_Extracted data_
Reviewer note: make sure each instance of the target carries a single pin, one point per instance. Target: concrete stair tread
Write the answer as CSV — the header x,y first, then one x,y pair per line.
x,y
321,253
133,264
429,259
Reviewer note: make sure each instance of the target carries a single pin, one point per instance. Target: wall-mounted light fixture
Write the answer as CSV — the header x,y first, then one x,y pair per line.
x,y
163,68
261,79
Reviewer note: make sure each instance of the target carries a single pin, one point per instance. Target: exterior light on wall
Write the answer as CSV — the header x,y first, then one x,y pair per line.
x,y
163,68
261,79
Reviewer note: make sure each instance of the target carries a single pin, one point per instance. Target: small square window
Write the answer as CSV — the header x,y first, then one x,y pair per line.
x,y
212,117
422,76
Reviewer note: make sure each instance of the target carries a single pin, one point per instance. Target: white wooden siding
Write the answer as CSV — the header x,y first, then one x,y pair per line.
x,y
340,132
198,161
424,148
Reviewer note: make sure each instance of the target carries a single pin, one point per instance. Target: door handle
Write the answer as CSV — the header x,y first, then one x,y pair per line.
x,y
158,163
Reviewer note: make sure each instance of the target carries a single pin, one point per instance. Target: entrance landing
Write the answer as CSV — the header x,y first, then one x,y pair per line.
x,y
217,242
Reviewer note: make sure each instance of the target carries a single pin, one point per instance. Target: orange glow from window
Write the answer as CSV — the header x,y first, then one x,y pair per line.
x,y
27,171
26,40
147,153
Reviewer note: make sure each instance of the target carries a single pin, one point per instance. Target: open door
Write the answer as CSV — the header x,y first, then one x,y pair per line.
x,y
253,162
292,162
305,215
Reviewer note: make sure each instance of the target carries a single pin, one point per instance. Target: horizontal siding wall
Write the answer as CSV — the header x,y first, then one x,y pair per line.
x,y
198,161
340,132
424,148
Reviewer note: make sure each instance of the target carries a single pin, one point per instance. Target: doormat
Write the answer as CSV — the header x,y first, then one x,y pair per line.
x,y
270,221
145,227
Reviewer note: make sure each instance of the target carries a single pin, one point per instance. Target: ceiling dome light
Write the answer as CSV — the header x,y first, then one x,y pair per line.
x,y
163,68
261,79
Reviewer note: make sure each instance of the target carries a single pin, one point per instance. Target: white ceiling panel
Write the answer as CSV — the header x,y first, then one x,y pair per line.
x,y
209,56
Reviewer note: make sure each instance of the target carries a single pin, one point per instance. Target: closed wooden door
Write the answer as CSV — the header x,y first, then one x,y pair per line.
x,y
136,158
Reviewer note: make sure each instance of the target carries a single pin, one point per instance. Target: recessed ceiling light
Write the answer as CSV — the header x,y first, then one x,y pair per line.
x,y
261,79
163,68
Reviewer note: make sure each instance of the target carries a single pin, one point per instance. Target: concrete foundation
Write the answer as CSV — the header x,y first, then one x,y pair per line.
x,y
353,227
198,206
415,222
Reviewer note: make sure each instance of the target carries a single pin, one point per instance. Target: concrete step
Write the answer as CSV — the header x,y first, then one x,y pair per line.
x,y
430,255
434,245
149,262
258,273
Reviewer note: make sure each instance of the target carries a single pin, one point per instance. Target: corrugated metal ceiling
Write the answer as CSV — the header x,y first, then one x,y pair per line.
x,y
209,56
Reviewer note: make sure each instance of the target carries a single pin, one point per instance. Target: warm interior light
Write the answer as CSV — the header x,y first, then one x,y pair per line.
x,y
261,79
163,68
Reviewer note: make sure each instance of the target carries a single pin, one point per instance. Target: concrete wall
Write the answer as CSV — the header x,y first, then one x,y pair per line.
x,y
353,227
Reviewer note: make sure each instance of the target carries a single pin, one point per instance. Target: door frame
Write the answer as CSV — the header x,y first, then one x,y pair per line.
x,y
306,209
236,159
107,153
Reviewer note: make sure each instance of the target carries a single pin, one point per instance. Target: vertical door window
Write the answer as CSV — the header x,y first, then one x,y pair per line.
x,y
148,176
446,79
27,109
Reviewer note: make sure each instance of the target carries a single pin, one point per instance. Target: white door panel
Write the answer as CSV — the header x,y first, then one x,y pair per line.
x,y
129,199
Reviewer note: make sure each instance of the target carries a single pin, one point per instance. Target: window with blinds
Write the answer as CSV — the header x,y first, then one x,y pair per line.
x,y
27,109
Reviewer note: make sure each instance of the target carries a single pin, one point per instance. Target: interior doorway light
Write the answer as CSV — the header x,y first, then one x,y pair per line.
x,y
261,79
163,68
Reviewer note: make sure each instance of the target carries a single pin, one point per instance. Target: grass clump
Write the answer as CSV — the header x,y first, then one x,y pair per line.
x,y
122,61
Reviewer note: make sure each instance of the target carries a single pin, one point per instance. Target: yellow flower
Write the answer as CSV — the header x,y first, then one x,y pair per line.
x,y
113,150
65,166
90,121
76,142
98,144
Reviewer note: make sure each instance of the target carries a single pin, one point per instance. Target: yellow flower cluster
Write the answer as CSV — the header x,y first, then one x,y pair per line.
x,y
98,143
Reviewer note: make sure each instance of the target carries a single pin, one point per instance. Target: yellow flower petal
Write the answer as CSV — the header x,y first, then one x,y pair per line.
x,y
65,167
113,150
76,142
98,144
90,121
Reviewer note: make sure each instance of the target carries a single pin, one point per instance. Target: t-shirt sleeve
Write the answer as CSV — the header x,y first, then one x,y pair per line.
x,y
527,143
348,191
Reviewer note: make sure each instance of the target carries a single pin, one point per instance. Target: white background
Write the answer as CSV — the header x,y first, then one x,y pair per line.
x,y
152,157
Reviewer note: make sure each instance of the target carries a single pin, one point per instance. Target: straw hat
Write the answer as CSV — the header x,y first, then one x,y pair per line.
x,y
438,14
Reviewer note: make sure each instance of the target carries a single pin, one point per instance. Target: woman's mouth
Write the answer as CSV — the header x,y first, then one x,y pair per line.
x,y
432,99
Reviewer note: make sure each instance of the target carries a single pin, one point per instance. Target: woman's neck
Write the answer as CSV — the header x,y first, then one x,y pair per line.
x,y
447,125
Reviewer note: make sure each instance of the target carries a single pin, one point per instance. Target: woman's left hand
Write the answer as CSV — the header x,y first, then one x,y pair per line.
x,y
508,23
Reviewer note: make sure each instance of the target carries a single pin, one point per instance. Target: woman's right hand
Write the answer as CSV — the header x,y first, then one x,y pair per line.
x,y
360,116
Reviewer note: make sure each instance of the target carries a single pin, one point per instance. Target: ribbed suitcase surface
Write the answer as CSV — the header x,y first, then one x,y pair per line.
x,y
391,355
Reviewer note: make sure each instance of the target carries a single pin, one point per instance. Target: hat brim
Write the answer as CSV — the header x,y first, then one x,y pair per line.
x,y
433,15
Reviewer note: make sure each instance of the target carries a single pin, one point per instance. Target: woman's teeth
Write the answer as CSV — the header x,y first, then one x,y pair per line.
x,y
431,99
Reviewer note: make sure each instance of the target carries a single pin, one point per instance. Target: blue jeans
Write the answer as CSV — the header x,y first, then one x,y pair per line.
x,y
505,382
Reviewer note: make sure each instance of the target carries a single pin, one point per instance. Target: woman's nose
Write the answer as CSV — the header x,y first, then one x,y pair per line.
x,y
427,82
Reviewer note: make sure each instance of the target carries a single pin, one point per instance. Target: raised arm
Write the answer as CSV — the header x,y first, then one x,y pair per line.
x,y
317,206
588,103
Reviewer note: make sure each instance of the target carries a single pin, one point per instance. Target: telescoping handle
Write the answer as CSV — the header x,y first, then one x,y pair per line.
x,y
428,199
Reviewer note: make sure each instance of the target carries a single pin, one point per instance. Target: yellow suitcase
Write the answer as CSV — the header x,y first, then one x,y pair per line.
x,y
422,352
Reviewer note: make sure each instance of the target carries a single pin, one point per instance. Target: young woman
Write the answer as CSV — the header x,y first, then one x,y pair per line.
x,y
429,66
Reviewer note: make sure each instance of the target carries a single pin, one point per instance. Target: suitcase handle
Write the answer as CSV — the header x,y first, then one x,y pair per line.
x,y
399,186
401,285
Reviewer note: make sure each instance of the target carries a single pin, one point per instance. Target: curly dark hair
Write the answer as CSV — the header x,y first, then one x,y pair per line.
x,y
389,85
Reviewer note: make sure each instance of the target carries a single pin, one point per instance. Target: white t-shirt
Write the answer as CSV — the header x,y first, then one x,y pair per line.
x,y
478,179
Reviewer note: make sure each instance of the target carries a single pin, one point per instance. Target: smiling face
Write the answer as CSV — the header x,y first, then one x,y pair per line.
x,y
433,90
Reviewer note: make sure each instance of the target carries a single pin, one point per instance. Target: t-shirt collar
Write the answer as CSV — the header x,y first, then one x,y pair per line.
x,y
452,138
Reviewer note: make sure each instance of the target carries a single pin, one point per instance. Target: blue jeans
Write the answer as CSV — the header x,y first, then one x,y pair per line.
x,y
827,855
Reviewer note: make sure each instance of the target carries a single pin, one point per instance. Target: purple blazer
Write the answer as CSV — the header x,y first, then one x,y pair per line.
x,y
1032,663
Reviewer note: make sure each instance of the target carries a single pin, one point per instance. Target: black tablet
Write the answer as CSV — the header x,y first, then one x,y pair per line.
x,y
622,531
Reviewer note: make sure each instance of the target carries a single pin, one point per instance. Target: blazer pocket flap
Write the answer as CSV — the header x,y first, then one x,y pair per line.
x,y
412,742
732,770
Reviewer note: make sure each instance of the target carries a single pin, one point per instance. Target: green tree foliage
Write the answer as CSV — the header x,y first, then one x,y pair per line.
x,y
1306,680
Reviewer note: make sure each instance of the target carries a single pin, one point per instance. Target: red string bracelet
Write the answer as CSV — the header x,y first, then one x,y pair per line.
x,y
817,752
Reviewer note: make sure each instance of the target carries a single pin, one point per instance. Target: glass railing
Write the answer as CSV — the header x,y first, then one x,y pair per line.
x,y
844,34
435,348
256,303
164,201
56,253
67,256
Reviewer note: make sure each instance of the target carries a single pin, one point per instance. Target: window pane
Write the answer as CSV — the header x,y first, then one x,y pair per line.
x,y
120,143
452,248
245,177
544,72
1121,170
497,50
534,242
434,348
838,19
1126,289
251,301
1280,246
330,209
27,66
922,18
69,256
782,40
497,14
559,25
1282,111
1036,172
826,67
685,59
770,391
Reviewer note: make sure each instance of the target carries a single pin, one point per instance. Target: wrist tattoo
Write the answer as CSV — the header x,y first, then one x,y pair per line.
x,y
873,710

_Stated task_
Output only the lines from the one holding "green tree foliage" through the last line above, exactly as they appear.

_Correct output_
Reviewer note: make sure each instance of the target carries a single pin, one point per instance. Target: green tree foliage
Write the answer as CSV — the header x,y first, then one x,y pair per line.
x,y
1306,680
Reviewer note: make sure each instance of the target carries a single pin, one point per instance. Target: red string bracelet
Write the answer as CSV — the header x,y first, then one x,y pair per line.
x,y
817,752
Reviewer note: make sure each instance of the target carries a single pin, one point per instance. Target: glass railing
Write the answer as CSV — the header x,y first, then one x,y pair per line.
x,y
844,34
435,348
256,303
164,201
56,253
67,256
Reviewer note: make sure each instance of the target carries a single pin, one point per instance. Target: window pane
Write the answer as CSV — the header x,y first, then one x,y pair per line.
x,y
120,143
452,248
245,177
544,72
1121,170
497,50
534,242
434,348
838,19
1126,289
251,301
1280,246
330,209
27,66
922,18
69,256
782,40
497,14
559,25
1282,111
1036,172
826,67
685,59
770,391
Reviewer note: make sure each instance of the target carries a single pin, one point per instance. Target: wrist tattoo
Write the answer as CSV — the header x,y first, then one x,y pair per line.
x,y
873,710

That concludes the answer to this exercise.